The records that follow are to be repeated without alteration.
----- Data for processing -----
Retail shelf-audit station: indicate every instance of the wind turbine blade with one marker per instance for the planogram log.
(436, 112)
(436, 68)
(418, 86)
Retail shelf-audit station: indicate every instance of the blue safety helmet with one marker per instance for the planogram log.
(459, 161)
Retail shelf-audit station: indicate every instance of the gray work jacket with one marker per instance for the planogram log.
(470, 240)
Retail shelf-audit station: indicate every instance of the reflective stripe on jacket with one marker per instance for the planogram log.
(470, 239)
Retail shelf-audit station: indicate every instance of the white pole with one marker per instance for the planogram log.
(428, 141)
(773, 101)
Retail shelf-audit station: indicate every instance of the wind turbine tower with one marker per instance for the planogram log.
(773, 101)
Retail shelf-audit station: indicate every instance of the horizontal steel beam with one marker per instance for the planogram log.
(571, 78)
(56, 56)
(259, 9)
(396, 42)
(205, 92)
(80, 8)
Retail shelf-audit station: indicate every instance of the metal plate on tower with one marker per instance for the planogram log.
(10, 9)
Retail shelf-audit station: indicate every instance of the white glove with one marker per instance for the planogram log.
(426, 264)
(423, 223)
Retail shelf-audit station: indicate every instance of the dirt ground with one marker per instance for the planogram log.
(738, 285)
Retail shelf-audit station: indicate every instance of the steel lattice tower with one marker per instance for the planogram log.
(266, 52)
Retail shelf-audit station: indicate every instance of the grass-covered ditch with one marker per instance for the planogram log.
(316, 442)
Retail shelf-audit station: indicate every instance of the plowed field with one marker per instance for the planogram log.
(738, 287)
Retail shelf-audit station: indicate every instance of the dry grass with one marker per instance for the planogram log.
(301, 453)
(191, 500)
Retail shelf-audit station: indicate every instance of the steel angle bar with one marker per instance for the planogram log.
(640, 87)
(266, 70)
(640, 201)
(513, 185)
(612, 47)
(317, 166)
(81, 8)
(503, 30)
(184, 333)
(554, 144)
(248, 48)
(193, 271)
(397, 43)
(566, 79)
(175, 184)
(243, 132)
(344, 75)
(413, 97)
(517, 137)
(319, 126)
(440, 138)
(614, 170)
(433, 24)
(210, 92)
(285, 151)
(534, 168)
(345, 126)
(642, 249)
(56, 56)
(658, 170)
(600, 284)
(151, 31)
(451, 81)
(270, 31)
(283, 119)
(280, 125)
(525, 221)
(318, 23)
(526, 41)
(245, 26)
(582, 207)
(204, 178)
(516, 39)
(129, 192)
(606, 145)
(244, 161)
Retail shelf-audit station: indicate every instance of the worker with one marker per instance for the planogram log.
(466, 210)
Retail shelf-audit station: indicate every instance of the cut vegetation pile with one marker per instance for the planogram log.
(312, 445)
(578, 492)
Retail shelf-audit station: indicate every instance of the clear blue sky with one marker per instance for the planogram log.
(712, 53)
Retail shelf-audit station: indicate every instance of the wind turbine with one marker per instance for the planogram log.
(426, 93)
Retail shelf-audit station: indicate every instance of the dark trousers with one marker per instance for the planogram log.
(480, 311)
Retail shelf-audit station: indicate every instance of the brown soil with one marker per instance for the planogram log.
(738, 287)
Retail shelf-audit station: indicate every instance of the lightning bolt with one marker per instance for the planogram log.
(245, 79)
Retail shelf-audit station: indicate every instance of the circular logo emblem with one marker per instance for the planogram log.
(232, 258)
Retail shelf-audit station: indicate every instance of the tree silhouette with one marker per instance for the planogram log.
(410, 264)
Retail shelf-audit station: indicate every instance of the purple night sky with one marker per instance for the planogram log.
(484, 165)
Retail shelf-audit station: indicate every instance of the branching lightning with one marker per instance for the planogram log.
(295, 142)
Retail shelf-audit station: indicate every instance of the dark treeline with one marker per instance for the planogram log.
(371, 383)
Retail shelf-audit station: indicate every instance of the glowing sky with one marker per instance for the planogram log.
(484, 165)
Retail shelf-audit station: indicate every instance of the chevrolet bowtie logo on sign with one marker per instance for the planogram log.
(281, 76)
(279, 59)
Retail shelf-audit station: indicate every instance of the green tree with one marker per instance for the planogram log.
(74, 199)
-----
| Worked solution |
Retail shelf-audit station: indicate every instance of the wind turbine blade with one marker per instance for the planogram log.
(436, 112)
(436, 68)
(418, 86)
Retail shelf-audit station: indicate every instance of the blue safety helmet with one marker per instance for the planogram log.
(459, 161)
Retail shelf-audit station: indicate every instance of the gray work jacket with one marker per instance for the planogram log.
(470, 240)
Retail shelf-audit station: indicate every instance of the reflective stripe on jacket with one marker per instance for the planogram log.
(470, 239)
Retail shelf-audit station: indicate every instance of the white pole with one marker per instance for the planogram log.
(428, 141)
(773, 101)
Retail shelf-audit station: indicate every instance of the wind turbine tower with one marker per instance for the planogram log.
(773, 101)
Retail shelf-audit station: indicate every instance of the horizontal steel beam with one marker per instance for the planogram log.
(571, 78)
(56, 56)
(259, 9)
(396, 42)
(205, 92)
(80, 8)
Retail shelf-audit station: indicate every instance of the metal plate on tower with one marker per instance for the planogram log.
(10, 9)
Retail shelf-audit station: indicate every instance of the white glove with one marker per instance for the planogram log.
(426, 264)
(423, 223)
Retail shelf-audit station: indicate every instance of the dirt ground with one marker per instance for the planogram log.
(738, 285)
Retail shelf-audit station: indicate every instance of the steel lattice tower with one marker per instance for the planogram log.
(266, 52)
Retail shelf-audit station: indicate every instance of the grass-covered ditch with one marker per instance for the planogram log.
(316, 442)
Retail shelf-audit station: indicate every instance of the plowed field with one marker per instance for the planogram log.
(738, 287)
Retail shelf-audit station: indicate every instance of the dry grass with one marker per instance for the planogram log.
(301, 453)
(191, 500)
Retail shelf-audit station: indicate every instance of the steel angle bar with one marker per instance for the planogram log.
(640, 87)
(266, 70)
(640, 201)
(513, 185)
(612, 47)
(317, 166)
(81, 8)
(503, 30)
(184, 333)
(554, 144)
(248, 48)
(193, 271)
(397, 43)
(566, 79)
(175, 184)
(243, 132)
(344, 75)
(413, 97)
(517, 137)
(319, 126)
(440, 138)
(614, 170)
(433, 24)
(210, 92)
(285, 151)
(534, 168)
(345, 126)
(642, 249)
(56, 56)
(658, 170)
(600, 284)
(151, 31)
(451, 81)
(270, 31)
(283, 119)
(280, 125)
(525, 221)
(318, 23)
(526, 41)
(245, 26)
(582, 207)
(204, 178)
(516, 39)
(129, 192)
(606, 145)
(244, 161)
Retail shelf-audit station: indicate every instance of the worker with one marker per instance for the planogram log.
(466, 210)
Retail shelf-audit station: indicate every instance of the cut vegetation pile with one marker per instance for the planogram log.
(312, 445)
(578, 492)
Retail shelf-audit station: indicate every instance of the clear blue sky with one marker per instance for the planogram log.
(712, 53)
Retail shelf-audit station: indicate every instance of the wind turbine with one marker per instance for the planogram log.
(426, 93)
Retail shelf-audit station: indicate every instance of the dark trousers with one marker per instance for the planogram log.
(480, 311)
Retail shelf-audit station: indicate every instance of the brown soil with one marker per instance for the planogram log.
(738, 287)
Retail shelf-audit station: indicate every instance of the lightning bolt with one marker per instance for the planogram log.
(245, 79)
Retail shelf-audit station: indicate every instance of the circular logo emblem with one marker per instance for the planogram log.
(232, 258)
Retail shelf-audit station: indicate every instance of the tree silhouette with one marker per instance for the planogram log.
(410, 264)
Retail shelf-audit station: indicate every instance of the purple night sky with one marker per instance for the planogram log.
(484, 165)
Retail shelf-audit station: indicate every instance of the branching lightning with one marker per instance for the planogram log.
(295, 142)
Retail shelf-audit station: indicate every instance of the dark treeline with one marker per instance for the planogram log.
(371, 383)
Retail shelf-audit station: indicate every instance of the glowing sky with one marker per instance for the planogram log.
(484, 165)
Retail shelf-audit station: indicate every instance of the chevrolet bowtie logo on sign with one marker per instance for the planogram log.
(281, 76)
(279, 59)
Retail shelf-audit station: indicate every instance of the green tree with one marker per instance for the planogram log.
(74, 199)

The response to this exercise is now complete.